WHAT TO PRODUCE. Scan the listing below for the word "relief", then copy each line that has it.

DATASET RECORDS.

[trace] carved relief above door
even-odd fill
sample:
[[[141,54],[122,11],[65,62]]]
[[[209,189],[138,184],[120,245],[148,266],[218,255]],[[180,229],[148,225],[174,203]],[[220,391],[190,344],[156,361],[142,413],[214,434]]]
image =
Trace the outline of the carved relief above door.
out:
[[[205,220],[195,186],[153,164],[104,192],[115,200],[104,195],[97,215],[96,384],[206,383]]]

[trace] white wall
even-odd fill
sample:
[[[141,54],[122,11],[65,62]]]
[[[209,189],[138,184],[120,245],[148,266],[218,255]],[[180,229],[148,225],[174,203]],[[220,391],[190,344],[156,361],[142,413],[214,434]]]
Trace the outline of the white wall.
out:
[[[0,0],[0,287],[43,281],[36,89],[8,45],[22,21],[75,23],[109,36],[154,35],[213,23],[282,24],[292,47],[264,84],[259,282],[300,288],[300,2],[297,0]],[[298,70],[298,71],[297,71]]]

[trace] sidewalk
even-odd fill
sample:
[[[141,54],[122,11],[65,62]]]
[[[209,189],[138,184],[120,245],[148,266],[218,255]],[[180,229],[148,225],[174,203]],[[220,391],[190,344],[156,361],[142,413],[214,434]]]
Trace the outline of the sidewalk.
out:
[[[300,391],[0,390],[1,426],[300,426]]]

EXERCISE RESPONSE.
[trace] carved relief above door
Trace the outline of the carved relief above door.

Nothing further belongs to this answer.